═════ RECORDS FOR THE TASK
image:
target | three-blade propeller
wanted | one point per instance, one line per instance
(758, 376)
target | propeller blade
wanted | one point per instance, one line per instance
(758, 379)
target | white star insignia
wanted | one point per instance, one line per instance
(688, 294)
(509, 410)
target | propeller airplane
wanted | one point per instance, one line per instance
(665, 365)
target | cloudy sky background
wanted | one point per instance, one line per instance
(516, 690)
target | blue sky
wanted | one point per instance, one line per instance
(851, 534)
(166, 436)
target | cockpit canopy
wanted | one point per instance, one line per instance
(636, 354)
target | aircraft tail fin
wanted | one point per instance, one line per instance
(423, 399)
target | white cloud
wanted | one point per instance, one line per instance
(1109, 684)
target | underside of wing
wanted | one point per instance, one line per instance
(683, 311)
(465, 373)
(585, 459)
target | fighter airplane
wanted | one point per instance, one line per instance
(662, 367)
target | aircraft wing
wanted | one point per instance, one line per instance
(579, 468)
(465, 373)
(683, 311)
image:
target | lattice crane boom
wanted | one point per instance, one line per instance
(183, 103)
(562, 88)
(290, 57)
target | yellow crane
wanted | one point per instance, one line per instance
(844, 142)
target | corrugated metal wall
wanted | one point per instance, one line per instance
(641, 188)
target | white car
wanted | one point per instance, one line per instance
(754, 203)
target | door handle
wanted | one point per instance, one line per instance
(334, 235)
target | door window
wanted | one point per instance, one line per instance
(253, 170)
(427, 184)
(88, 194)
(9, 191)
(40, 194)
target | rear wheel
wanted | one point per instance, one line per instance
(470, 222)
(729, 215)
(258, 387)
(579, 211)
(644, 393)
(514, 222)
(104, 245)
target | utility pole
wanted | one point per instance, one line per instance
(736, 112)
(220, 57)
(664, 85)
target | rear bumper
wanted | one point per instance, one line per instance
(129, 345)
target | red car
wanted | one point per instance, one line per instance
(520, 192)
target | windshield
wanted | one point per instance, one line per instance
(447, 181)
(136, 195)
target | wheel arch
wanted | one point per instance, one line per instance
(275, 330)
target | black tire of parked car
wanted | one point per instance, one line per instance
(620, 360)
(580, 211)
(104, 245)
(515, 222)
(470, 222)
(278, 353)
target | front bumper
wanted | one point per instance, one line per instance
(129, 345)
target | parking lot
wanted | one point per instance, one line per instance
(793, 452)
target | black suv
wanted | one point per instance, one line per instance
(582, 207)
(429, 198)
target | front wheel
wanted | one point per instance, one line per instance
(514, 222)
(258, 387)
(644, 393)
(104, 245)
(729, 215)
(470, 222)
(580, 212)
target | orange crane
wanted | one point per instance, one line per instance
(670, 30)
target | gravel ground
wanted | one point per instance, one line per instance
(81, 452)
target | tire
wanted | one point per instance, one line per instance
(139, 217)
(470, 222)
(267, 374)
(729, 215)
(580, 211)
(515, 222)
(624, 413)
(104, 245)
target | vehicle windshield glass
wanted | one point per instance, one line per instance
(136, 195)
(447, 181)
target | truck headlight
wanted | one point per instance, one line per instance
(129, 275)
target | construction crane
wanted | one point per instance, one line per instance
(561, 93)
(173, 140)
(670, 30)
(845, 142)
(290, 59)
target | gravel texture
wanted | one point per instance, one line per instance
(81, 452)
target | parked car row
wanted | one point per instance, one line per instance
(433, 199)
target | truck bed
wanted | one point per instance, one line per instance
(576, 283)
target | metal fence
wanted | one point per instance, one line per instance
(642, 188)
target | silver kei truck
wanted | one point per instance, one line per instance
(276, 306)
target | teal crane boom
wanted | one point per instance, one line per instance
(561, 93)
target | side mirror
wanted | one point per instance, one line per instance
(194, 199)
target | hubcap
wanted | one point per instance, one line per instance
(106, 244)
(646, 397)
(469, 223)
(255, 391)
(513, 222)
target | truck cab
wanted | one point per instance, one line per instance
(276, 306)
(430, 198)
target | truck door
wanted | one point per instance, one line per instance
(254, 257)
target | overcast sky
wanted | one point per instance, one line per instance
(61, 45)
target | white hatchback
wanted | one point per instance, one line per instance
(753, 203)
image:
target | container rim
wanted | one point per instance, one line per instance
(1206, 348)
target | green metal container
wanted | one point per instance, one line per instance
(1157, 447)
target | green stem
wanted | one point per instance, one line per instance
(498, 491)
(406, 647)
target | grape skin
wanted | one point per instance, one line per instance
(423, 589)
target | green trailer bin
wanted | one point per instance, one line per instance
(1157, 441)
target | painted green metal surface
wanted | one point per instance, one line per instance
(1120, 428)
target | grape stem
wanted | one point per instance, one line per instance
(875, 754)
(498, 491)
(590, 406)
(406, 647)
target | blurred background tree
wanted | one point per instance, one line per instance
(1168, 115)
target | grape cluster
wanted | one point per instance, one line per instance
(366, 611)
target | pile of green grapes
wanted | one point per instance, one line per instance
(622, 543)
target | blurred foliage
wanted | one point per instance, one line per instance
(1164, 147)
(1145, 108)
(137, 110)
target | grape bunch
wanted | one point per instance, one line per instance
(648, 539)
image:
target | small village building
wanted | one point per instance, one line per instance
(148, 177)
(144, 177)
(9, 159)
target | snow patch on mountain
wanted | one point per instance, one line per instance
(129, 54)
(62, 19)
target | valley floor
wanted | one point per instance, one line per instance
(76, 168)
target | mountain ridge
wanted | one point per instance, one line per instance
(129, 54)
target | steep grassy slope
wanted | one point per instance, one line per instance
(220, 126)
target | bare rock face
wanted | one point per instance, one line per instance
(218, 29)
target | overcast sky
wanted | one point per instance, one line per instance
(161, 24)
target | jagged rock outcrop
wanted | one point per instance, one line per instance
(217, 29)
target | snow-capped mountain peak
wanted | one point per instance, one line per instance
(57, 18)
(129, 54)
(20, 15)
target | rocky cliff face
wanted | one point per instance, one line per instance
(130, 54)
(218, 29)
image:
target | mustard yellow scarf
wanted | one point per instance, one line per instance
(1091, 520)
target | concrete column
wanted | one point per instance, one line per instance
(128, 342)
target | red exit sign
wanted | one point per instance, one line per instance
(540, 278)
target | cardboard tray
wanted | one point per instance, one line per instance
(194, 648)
══════════
[PROBLEM DESCRIPTION] Could you return every one of the lines above word for word, without changing anything?

[TASK ANSWER]
image:
target | three-blade propeller
wanted | one point per instance, one line per instance
(758, 376)
target | propeller blade
wanted | one point per instance, one line per instance
(758, 379)
target | white star insignia
wanted | one point per instance, one line per instance
(688, 294)
(509, 410)
target | propeller airplane
wanted | one point per instance, one line per instance
(665, 365)
target | cloudy sky background
wanted | one point per instance, one line per instance
(516, 690)
target | blue sky
wanted | one point per instance, one line per instance
(851, 534)
(166, 436)
target | cockpit canopy
wanted | one point per instance, one line per instance
(636, 354)
target | aircraft tail fin
wanted | one point per instance, one line per instance
(423, 399)
target | white cloud
wanted | one point per instance, one line per instance
(1109, 684)
target | underside of wing
wanted | one point per instance, one line per instance
(683, 311)
(465, 373)
(585, 459)
target | fighter airplane
wanted | one point per instance, one line per instance
(662, 367)
target | aircraft wing
wanted | one point per instance, one line per instance
(579, 468)
(465, 373)
(683, 311)
image:
target | lattice crane boom
wanted | one point per instance, one line per instance
(183, 103)
(562, 88)
(290, 57)
target | yellow crane
wanted | one point per instance, one line per instance
(844, 142)
target | corrugated metal wall
wanted | one point per instance, one line per instance
(641, 188)
target | white car
wanted | one point per instance, one line per instance
(754, 203)
target | door handle
wanted | one point per instance, one line per instance
(334, 235)
target | door window
wanted | one point per instance, one line per instance
(253, 170)
(427, 184)
(88, 194)
(9, 191)
(40, 194)
target | rear wheel
wanted | one point per instance, one line per instance
(470, 222)
(729, 215)
(258, 387)
(579, 211)
(644, 393)
(514, 222)
(104, 245)
target | utility pole
wanted | one point per instance, one line per instance
(736, 112)
(220, 57)
(664, 85)
target | rear bumper
wanted | one point per instance, one line per instance
(129, 345)
target | red car
wanted | one point per instance, one line per instance
(520, 192)
target | windshield
wanted | one point per instance, one line per instance
(447, 181)
(136, 195)
target | wheel arch
wanted | one point per instance, one line per instance
(275, 330)
target | black tire of parked car
wanted | one point per instance, one line per instance
(620, 360)
(580, 211)
(104, 245)
(515, 222)
(470, 222)
(278, 353)
target | front bumper
wanted | one point per instance, one line per instance
(129, 345)
target | parking lot
wanted | one point per instance, one line per instance
(793, 452)
target | black suv
wanted | one point per instance, one line per instance
(582, 207)
(429, 198)
target | front wheel
wanted | one point per instance, one line per instance
(514, 222)
(258, 387)
(644, 393)
(104, 245)
(729, 215)
(470, 222)
(580, 212)
target | orange crane
wanted | one point per instance, one line per instance
(670, 30)
target | gravel ground
wanted | one point per instance, one line per instance
(81, 452)
target | tire
wanted | one point per instance, one line per instance
(139, 217)
(470, 222)
(267, 374)
(729, 215)
(580, 211)
(515, 222)
(624, 413)
(104, 245)
target | vehicle windshield glass
wanted | one point per instance, one line per instance
(136, 195)
(447, 181)
target | truck headlight
wanted | one point per instance, one line per instance
(129, 275)
target | construction crane
wanted | one point per instance, one line per instance
(561, 93)
(173, 140)
(670, 30)
(845, 142)
(290, 59)
target | gravel texture
wanted | one point per instance, one line per instance
(81, 452)
target | parked car row
wanted | one point per instance, one line per instance
(433, 199)
target | truck bed
wanted | one point per instance, one line per instance
(576, 283)
target | metal fence
wanted | one point per instance, one line per instance
(642, 188)
target | silver kei truck
wanted | one point per instance, one line per instance
(276, 306)
target | teal crane boom
wanted | one point per instance, one line per instance
(561, 93)
target | side mirror
wanted | one point per instance, one line per instance
(194, 199)
target | hubcap
wanted | one point per instance, one line per instance
(106, 244)
(646, 397)
(469, 223)
(255, 391)
(513, 222)
target | truck cab
wanted | one point per instance, one line per instance
(276, 306)
(430, 198)
target | truck door
wanted | one point per instance, one line per instance
(254, 257)
target | overcast sky
wanted | one point per instance, one line per instance
(61, 45)
target | white hatchback
wanted | one point per instance, one line per instance
(753, 203)
image:
target | container rim
wanted | one point per instance, one line per instance
(1206, 348)
target | green metal container
wanted | one point per instance, one line per instance
(1157, 447)
target | green stem
wanted | one point per instance, one line per instance
(498, 491)
(406, 647)
target | grape skin
wanted | one point per instance, one line per instance
(423, 589)
target | green trailer bin
wanted | one point per instance, one line per instance
(1157, 441)
target | painted green metal surface
wanted | one point per instance, one line per instance
(1120, 428)
target | grape stem
wanted | one point per instance, one line per instance
(875, 754)
(498, 491)
(590, 406)
(406, 647)
target | blurred background tree
wanted | one point per instance, one line per instance
(1168, 115)
target | grape cluster
wanted | one point per instance, one line per instance
(366, 611)
target | pile of green grapes
wanted | one point per instance, one line per instance
(622, 543)
target | blurred foliage
wanted | one point per instance, one line per instance
(1164, 147)
(1145, 108)
(137, 110)
target | grape bunch
wanted | one point per instance, one line per instance
(648, 539)
image:
target | small village building
wanted | one point per instance, one line per instance
(148, 177)
(144, 177)
(9, 159)
target | snow patch on mountain
wanted | one point per instance, one line per instance
(129, 54)
(62, 19)
target | valley floor
wanted | one point per instance, one line per instance
(76, 168)
target | mountain ridge
wanted | one point per instance, one line per instance
(129, 54)
target | steep grassy slope
wanted | one point per instance, one line per instance
(220, 126)
target | bare rock face
wanted | one point per instance, one line per instance
(218, 29)
target | overcast sky
wanted | one point per instance, one line per instance
(161, 24)
target | jagged rock outcrop
wanted | one point per instance, one line per instance
(217, 29)
target | snow-capped mountain peak
wanted | one point per instance, one line per instance
(57, 18)
(129, 54)
(20, 15)
target | rocky cliff face
wanted | one point per instance, one line per instance
(130, 54)
(218, 29)
image:
target | mustard yellow scarf
wanted | one point per instance, one line per instance
(1091, 520)
target | concrete column
wanted | one point per instance, one line per instance
(128, 342)
target | red exit sign
wanted | one point per instance, one line per instance
(540, 278)
target | cardboard tray
wanted | one point per instance, one line per instance
(194, 648)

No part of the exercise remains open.